## START

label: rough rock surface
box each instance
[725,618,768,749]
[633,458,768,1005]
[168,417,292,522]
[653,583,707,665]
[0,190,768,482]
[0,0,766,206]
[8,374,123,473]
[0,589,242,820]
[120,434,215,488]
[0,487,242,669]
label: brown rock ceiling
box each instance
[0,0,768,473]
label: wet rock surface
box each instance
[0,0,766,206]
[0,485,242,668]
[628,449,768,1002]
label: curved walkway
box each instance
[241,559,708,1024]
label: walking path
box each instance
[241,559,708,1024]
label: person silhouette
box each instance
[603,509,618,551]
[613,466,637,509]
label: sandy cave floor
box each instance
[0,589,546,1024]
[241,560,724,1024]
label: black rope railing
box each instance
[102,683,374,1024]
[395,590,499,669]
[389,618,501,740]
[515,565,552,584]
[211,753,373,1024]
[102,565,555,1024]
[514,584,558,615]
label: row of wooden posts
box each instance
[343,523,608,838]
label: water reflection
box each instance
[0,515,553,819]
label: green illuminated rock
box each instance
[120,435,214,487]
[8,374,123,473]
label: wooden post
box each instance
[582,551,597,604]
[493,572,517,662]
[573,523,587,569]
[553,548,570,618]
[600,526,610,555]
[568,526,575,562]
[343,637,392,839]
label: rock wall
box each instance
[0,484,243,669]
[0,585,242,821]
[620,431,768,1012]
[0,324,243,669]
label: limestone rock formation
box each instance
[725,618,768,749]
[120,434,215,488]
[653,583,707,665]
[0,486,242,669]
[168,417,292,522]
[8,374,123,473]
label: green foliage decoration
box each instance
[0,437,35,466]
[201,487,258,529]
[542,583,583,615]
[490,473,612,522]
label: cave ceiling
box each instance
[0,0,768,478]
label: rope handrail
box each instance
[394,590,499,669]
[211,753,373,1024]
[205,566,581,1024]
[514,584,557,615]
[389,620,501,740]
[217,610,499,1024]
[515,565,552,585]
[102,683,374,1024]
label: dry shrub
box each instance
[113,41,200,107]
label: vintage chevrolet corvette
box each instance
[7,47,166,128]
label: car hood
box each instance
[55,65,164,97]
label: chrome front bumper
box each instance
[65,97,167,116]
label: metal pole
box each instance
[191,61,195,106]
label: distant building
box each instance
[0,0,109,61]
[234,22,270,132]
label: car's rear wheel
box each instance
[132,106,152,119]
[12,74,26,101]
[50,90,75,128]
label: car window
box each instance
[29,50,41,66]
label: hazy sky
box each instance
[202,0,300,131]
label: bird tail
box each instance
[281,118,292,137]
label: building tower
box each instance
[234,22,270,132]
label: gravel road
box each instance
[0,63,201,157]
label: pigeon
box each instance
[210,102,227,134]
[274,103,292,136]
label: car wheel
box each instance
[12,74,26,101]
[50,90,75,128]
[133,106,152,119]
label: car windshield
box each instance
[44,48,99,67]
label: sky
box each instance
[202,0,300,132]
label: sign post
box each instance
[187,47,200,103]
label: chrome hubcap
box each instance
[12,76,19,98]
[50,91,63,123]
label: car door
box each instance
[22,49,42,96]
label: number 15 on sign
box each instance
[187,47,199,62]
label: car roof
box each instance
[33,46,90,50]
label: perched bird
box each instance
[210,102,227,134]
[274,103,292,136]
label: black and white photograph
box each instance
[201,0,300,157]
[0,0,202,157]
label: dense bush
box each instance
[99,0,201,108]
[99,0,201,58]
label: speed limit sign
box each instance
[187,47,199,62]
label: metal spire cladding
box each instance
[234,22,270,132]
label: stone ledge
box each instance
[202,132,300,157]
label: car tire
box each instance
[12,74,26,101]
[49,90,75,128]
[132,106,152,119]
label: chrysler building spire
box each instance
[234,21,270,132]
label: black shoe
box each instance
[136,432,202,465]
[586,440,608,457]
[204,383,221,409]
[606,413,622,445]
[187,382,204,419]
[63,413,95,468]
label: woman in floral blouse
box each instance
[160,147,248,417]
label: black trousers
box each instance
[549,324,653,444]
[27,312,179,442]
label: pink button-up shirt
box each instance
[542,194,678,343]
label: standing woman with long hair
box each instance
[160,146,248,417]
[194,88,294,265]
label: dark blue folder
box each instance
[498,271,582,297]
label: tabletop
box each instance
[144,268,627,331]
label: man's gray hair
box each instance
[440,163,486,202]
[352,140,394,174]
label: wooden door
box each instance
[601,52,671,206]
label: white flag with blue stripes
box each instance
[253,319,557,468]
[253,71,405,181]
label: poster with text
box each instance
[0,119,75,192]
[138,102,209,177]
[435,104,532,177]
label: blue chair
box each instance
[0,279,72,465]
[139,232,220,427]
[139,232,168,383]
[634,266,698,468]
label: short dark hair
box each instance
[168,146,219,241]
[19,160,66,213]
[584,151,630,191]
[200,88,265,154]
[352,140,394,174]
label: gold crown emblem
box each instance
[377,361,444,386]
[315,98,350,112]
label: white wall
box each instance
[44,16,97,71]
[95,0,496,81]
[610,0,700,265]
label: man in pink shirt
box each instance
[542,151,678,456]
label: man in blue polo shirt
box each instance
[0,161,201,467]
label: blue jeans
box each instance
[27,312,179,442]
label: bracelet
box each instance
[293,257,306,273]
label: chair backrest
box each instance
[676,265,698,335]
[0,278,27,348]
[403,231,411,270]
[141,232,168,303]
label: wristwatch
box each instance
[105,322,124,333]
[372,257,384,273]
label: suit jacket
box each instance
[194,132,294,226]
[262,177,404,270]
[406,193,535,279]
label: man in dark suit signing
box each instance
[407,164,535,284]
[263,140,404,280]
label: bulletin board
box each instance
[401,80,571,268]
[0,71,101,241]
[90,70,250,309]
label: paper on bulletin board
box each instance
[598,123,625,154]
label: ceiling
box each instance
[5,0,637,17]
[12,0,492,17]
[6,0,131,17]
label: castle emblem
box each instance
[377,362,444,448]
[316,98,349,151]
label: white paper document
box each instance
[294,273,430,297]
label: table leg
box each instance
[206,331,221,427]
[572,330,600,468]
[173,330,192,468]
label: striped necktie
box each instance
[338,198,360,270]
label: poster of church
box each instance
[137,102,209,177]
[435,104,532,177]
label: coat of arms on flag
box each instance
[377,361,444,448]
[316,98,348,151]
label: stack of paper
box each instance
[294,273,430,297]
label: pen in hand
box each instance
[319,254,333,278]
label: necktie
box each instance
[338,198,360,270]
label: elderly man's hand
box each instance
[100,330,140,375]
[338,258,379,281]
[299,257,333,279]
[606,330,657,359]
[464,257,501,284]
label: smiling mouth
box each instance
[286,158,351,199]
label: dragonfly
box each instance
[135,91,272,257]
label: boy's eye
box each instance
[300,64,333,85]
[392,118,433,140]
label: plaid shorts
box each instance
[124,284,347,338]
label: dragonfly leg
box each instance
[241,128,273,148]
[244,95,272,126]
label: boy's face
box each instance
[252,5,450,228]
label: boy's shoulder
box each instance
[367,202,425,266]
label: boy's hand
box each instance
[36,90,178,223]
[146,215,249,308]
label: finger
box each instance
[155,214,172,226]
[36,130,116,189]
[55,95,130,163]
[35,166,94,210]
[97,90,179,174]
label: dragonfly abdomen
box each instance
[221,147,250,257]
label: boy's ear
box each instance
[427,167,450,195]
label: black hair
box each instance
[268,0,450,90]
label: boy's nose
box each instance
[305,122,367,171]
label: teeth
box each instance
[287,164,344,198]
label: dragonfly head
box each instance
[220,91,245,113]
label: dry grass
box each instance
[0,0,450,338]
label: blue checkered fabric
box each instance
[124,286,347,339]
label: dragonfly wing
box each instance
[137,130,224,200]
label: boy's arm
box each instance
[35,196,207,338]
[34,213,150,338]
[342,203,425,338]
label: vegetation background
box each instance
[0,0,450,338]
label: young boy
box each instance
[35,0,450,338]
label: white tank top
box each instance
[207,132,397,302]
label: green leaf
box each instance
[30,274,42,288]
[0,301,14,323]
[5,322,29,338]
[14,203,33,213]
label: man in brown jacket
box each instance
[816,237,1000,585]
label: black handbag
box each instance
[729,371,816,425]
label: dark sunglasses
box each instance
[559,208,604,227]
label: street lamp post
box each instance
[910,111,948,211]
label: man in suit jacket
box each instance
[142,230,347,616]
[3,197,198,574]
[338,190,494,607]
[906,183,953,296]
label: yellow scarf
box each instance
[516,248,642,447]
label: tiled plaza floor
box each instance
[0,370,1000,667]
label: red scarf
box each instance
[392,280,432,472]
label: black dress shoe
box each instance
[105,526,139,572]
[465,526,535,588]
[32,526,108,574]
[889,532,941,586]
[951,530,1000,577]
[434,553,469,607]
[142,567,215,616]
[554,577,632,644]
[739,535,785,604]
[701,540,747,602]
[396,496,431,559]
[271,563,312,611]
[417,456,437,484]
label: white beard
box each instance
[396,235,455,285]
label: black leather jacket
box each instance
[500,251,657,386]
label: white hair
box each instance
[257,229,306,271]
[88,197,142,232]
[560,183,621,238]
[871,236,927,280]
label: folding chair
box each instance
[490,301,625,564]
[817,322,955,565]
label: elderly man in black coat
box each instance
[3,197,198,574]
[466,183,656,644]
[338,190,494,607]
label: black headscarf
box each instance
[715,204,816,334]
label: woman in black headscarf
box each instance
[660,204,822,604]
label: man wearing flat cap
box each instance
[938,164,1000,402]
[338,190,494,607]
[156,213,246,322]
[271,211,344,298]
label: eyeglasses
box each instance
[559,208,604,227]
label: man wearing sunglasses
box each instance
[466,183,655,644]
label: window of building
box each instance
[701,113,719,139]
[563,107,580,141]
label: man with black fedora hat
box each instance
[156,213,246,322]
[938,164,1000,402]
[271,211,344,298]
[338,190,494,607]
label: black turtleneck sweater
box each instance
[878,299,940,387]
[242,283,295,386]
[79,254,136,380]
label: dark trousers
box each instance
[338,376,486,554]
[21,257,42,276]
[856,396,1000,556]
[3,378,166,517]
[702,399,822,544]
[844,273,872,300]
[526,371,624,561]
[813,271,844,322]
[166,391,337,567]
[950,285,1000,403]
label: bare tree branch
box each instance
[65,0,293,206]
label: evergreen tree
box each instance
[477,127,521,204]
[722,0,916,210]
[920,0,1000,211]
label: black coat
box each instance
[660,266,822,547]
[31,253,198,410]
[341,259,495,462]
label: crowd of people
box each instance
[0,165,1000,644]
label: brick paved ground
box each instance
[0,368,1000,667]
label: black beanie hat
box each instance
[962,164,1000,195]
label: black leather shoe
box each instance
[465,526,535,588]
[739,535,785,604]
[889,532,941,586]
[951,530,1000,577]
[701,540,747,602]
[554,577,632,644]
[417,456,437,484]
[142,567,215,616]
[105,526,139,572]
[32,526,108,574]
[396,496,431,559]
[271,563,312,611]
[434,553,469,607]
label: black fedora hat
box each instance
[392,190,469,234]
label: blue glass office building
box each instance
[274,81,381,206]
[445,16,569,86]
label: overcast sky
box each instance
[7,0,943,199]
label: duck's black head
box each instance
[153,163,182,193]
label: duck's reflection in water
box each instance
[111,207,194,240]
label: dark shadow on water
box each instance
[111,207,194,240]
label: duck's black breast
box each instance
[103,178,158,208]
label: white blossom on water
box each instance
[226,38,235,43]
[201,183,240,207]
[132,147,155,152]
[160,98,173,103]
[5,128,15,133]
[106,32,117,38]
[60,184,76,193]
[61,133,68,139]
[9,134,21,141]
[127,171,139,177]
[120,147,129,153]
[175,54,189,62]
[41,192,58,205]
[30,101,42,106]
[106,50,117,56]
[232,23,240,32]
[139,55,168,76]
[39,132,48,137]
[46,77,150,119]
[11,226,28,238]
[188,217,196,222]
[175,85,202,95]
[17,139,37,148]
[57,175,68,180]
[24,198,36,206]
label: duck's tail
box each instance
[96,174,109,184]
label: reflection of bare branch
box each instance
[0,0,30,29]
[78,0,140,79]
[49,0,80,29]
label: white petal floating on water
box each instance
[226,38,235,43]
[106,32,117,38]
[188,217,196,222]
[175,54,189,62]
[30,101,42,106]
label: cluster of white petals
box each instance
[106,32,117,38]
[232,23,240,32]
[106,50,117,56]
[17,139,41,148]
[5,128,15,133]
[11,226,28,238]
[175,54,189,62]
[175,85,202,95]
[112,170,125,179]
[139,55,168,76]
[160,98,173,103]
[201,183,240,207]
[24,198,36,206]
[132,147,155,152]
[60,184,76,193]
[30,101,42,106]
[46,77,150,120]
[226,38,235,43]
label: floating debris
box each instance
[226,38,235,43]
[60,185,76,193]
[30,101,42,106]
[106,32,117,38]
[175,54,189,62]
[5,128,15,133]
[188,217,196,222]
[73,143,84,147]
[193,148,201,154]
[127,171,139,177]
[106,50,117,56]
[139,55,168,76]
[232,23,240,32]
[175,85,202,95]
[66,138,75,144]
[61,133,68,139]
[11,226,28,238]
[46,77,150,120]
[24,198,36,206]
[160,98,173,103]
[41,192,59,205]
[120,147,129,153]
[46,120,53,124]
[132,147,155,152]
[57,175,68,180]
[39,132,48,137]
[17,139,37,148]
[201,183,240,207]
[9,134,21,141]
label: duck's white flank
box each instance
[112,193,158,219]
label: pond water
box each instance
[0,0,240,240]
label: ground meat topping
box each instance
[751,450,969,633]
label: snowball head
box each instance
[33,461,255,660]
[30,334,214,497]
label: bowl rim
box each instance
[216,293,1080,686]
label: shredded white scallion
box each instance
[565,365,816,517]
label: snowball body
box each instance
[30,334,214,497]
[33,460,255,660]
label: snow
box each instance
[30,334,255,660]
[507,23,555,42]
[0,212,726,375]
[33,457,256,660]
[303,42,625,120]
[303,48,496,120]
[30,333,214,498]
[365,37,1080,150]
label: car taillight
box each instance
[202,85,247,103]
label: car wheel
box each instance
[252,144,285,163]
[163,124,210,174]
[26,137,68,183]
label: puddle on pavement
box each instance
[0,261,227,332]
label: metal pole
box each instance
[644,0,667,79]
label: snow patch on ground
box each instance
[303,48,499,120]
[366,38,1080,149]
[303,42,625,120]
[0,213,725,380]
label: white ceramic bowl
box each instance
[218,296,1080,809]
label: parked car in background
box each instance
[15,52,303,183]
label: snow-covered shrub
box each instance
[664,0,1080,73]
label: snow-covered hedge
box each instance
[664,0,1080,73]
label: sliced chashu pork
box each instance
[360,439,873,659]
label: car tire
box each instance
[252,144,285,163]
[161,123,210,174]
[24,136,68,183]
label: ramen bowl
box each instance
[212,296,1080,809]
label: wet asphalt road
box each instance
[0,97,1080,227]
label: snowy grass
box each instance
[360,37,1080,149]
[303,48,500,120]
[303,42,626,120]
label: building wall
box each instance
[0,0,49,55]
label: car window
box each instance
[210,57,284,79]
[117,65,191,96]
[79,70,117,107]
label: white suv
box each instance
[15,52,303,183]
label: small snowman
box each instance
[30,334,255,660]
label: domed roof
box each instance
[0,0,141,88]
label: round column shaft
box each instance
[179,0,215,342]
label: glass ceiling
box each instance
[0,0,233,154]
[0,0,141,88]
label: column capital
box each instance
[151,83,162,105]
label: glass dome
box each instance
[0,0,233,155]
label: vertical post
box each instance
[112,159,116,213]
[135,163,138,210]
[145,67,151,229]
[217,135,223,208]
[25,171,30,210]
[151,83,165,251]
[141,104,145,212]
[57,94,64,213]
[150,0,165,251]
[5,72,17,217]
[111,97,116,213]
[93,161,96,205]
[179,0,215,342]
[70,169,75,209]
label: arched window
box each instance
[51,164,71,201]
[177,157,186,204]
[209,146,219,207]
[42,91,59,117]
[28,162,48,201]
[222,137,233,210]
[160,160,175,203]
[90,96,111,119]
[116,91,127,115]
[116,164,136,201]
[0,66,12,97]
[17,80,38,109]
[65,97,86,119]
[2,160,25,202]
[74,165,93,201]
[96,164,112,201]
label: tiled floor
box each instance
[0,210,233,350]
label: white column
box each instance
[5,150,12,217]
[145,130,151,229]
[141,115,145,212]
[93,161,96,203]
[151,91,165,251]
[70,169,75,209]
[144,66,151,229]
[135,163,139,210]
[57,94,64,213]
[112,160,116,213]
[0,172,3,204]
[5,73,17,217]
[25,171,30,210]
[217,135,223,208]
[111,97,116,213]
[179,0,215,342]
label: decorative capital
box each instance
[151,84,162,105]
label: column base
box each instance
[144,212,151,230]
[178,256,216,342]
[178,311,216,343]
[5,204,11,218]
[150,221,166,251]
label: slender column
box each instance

## END

* GIVEN INSTRUCTION
Can you reproduce, character for character, the stretch from the line containing "label: column base" through the end of the records?

* OUTPUT BELOW
label: column base
box each instance
[144,212,151,230]
[178,256,216,342]
[178,311,216,343]
[5,204,11,218]
[150,221,166,251]
label: slender column
box each instance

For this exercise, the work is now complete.